Your objective: Every entry below is to be copied exactly, with nothing omitted.

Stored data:
Content starts

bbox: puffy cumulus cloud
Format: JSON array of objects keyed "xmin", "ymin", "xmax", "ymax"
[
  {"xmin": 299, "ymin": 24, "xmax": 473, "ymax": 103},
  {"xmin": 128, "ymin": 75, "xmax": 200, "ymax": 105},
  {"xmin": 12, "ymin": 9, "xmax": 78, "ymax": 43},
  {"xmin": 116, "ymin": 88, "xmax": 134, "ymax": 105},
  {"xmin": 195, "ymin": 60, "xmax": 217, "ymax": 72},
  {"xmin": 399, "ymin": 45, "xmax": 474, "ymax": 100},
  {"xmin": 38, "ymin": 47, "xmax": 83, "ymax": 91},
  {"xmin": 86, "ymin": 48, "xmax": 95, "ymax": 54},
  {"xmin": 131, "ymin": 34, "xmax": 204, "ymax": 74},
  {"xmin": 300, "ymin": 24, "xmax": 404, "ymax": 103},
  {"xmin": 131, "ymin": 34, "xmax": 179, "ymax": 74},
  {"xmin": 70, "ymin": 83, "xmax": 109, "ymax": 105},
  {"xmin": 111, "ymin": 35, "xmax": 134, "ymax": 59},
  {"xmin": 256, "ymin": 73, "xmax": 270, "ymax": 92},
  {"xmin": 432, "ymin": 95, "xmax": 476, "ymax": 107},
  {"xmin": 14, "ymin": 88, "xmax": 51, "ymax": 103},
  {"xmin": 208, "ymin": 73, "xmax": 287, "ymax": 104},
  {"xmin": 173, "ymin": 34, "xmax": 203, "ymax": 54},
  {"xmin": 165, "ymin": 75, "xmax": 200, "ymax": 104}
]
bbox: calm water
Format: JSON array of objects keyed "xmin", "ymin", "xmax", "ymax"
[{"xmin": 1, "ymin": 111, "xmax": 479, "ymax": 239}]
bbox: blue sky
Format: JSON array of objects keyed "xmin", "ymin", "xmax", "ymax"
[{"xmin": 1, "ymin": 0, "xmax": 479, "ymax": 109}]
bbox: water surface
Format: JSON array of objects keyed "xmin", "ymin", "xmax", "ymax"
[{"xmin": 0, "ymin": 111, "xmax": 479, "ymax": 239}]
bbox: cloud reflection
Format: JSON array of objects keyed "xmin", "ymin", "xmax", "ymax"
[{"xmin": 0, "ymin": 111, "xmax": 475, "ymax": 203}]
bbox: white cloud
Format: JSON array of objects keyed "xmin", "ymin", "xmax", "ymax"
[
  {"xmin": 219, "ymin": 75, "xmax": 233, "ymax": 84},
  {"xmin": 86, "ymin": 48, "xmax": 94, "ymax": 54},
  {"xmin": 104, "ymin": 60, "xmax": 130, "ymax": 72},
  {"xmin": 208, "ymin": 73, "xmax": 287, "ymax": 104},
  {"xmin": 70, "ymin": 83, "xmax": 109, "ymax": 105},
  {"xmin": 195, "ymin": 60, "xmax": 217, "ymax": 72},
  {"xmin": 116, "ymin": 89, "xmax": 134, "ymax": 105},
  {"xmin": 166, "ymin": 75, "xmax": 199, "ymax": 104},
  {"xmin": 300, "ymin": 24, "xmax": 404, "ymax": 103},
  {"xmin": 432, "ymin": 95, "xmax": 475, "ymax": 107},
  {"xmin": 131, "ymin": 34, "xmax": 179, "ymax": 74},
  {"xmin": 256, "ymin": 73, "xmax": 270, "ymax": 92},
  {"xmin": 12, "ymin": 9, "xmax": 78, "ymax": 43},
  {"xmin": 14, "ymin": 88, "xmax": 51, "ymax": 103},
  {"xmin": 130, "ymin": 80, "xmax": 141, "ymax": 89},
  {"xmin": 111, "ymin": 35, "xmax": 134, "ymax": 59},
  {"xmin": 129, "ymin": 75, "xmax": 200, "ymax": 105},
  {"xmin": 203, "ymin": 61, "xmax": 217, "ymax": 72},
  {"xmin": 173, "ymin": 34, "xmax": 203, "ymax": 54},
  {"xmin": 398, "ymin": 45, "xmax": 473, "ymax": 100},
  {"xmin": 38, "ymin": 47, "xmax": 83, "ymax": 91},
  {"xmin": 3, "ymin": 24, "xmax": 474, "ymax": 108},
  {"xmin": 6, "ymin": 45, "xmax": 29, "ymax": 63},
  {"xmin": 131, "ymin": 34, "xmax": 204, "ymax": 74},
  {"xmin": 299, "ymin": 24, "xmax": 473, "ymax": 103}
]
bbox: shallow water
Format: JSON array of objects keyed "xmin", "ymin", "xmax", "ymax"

Content ends

Answer to this task:
bbox: puffy cumulus cloud
Format: JSON array of objects keyed "xmin", "ymin", "xmax", "ymax"
[
  {"xmin": 299, "ymin": 24, "xmax": 473, "ymax": 103},
  {"xmin": 128, "ymin": 75, "xmax": 200, "ymax": 105},
  {"xmin": 12, "ymin": 9, "xmax": 78, "ymax": 43},
  {"xmin": 116, "ymin": 88, "xmax": 134, "ymax": 105},
  {"xmin": 195, "ymin": 60, "xmax": 217, "ymax": 72},
  {"xmin": 399, "ymin": 45, "xmax": 474, "ymax": 100},
  {"xmin": 38, "ymin": 47, "xmax": 83, "ymax": 91},
  {"xmin": 86, "ymin": 48, "xmax": 95, "ymax": 54},
  {"xmin": 131, "ymin": 34, "xmax": 204, "ymax": 74},
  {"xmin": 300, "ymin": 24, "xmax": 404, "ymax": 103},
  {"xmin": 131, "ymin": 34, "xmax": 179, "ymax": 74},
  {"xmin": 70, "ymin": 83, "xmax": 109, "ymax": 105},
  {"xmin": 111, "ymin": 35, "xmax": 134, "ymax": 59},
  {"xmin": 256, "ymin": 73, "xmax": 270, "ymax": 92},
  {"xmin": 432, "ymin": 95, "xmax": 476, "ymax": 107},
  {"xmin": 14, "ymin": 88, "xmax": 51, "ymax": 103},
  {"xmin": 208, "ymin": 73, "xmax": 287, "ymax": 104},
  {"xmin": 173, "ymin": 34, "xmax": 203, "ymax": 54},
  {"xmin": 165, "ymin": 75, "xmax": 200, "ymax": 104}
]
bbox: calm water
Format: JSON array of objects keyed "xmin", "ymin", "xmax", "ymax"
[{"xmin": 1, "ymin": 111, "xmax": 479, "ymax": 239}]
bbox: blue sky
Format: JSON array of objects keyed "xmin", "ymin", "xmax", "ymax"
[{"xmin": 1, "ymin": 0, "xmax": 479, "ymax": 109}]
bbox: water surface
Format: JSON array of objects keyed "xmin", "ymin", "xmax", "ymax"
[{"xmin": 0, "ymin": 111, "xmax": 479, "ymax": 239}]
bbox: cloud reflection
Format: JSON array of objects keyed "xmin", "ymin", "xmax", "ymax"
[{"xmin": 0, "ymin": 111, "xmax": 475, "ymax": 203}]
bbox: white cloud
Format: JSON array of objects keyed "xmin", "ymin", "xmax", "ymax"
[
  {"xmin": 219, "ymin": 75, "xmax": 233, "ymax": 84},
  {"xmin": 86, "ymin": 48, "xmax": 94, "ymax": 54},
  {"xmin": 104, "ymin": 60, "xmax": 130, "ymax": 72},
  {"xmin": 208, "ymin": 73, "xmax": 287, "ymax": 104},
  {"xmin": 70, "ymin": 83, "xmax": 109, "ymax": 105},
  {"xmin": 195, "ymin": 60, "xmax": 217, "ymax": 72},
  {"xmin": 116, "ymin": 89, "xmax": 134, "ymax": 105},
  {"xmin": 166, "ymin": 75, "xmax": 199, "ymax": 104},
  {"xmin": 300, "ymin": 24, "xmax": 404, "ymax": 103},
  {"xmin": 432, "ymin": 95, "xmax": 475, "ymax": 107},
  {"xmin": 131, "ymin": 34, "xmax": 179, "ymax": 74},
  {"xmin": 256, "ymin": 73, "xmax": 270, "ymax": 92},
  {"xmin": 12, "ymin": 9, "xmax": 78, "ymax": 43},
  {"xmin": 14, "ymin": 88, "xmax": 51, "ymax": 103},
  {"xmin": 130, "ymin": 80, "xmax": 141, "ymax": 89},
  {"xmin": 111, "ymin": 35, "xmax": 134, "ymax": 59},
  {"xmin": 129, "ymin": 75, "xmax": 200, "ymax": 105},
  {"xmin": 203, "ymin": 61, "xmax": 217, "ymax": 72},
  {"xmin": 173, "ymin": 34, "xmax": 203, "ymax": 54},
  {"xmin": 398, "ymin": 45, "xmax": 473, "ymax": 100},
  {"xmin": 38, "ymin": 47, "xmax": 83, "ymax": 91},
  {"xmin": 3, "ymin": 24, "xmax": 474, "ymax": 108},
  {"xmin": 6, "ymin": 45, "xmax": 29, "ymax": 63},
  {"xmin": 131, "ymin": 34, "xmax": 204, "ymax": 74},
  {"xmin": 299, "ymin": 24, "xmax": 473, "ymax": 103}
]
bbox: shallow water
Format: JSON array of objects keyed "xmin", "ymin", "xmax", "ymax"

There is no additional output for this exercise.